- **Description of the task**:
Exactly as written, reproduce the lines from the beginning of the data through the line containing "Target: rusty chain link"; the pictures are not reproduced.
◇ ◇ ◇ ◇ ◇
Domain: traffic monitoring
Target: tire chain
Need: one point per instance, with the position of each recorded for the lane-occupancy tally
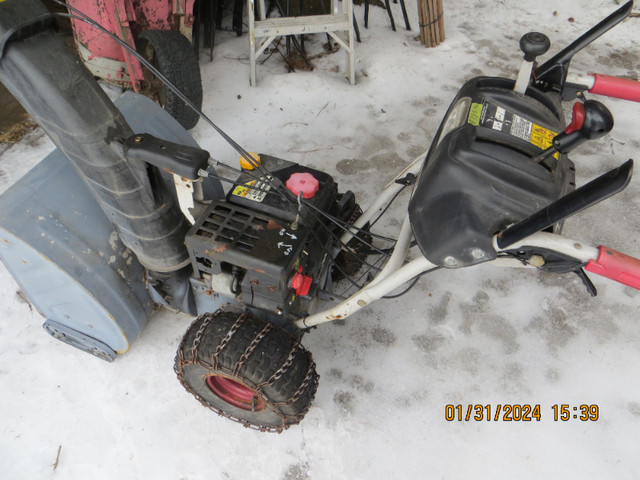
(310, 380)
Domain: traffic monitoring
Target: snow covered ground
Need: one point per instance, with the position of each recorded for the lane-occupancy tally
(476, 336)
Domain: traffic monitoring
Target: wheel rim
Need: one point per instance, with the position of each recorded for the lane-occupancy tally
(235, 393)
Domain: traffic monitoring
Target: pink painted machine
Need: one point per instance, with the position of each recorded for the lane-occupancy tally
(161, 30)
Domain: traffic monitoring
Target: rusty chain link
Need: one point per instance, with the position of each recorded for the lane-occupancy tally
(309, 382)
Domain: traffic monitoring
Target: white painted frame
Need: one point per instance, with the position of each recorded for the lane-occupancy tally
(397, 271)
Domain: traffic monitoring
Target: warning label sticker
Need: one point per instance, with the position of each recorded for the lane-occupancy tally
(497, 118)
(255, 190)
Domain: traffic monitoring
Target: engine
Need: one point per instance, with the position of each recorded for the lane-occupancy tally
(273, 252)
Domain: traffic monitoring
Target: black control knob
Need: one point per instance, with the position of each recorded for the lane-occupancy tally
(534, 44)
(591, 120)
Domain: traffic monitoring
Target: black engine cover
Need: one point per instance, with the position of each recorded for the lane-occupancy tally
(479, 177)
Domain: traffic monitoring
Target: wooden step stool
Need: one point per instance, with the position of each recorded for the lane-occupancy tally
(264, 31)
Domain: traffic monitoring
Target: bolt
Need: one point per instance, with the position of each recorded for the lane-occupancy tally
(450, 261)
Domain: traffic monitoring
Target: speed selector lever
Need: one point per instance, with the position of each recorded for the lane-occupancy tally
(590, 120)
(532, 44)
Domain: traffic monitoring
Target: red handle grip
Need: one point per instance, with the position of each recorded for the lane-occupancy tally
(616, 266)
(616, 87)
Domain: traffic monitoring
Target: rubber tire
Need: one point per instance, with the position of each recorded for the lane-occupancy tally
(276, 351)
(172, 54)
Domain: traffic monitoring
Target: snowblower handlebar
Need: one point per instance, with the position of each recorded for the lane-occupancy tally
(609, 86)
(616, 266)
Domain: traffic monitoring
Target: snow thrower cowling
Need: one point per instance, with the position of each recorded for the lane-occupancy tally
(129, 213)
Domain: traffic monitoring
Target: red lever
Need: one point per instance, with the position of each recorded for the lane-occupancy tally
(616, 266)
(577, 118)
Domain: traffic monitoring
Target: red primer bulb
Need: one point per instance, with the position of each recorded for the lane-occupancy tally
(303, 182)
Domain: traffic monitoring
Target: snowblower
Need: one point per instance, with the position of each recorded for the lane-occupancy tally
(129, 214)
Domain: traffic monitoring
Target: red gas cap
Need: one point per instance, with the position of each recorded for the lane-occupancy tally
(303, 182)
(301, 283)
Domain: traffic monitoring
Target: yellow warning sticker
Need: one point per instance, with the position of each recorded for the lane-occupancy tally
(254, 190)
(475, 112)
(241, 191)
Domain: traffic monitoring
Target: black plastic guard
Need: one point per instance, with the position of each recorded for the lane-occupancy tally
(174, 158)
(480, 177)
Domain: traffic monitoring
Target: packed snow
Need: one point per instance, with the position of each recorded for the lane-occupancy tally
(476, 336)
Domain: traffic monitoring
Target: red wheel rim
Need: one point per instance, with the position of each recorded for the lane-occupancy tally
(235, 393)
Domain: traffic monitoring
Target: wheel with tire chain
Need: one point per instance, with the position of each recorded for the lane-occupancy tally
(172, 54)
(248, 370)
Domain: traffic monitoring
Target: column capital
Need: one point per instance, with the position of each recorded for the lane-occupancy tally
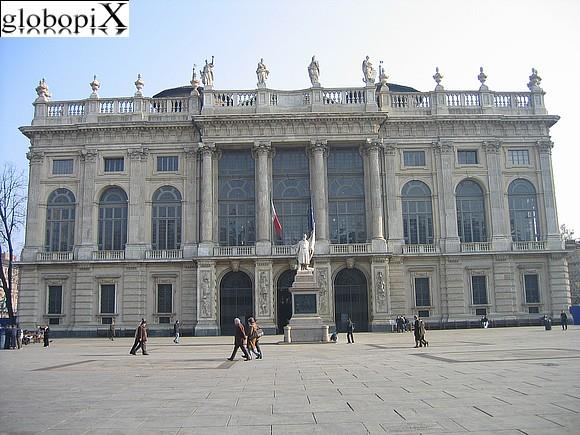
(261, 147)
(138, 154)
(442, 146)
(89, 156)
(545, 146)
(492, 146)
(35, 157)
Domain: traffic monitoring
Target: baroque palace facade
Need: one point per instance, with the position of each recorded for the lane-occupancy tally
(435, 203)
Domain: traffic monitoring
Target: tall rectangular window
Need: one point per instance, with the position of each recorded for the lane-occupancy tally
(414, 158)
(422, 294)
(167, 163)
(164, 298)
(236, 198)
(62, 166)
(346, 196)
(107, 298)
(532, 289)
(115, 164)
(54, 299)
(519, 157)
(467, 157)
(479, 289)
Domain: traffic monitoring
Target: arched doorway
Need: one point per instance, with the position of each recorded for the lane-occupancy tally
◇ ◇ ◇ ◇ ◇
- **Output below**:
Domain: traffic monitoring
Target: tire chain
Need: one point per instance, with the position of each recorded for the lane-occupancy tally
(310, 380)
Domain: traffic monitoring
Target: snow covered ground
Need: one point per instance, with the position of each recorded for the lane-occupancy tally
(476, 336)
Domain: traffic monitoring
Target: wheel rim
Need: one point per instance, with the position of each recorded for the lane-occupancy tally
(235, 393)
Domain: traffic monitoring
Target: pink painted machine
Need: one point per instance, with the position of each recorded for the lane-occupancy tally
(161, 30)
Domain: traffic monitoring
Target: rusty chain link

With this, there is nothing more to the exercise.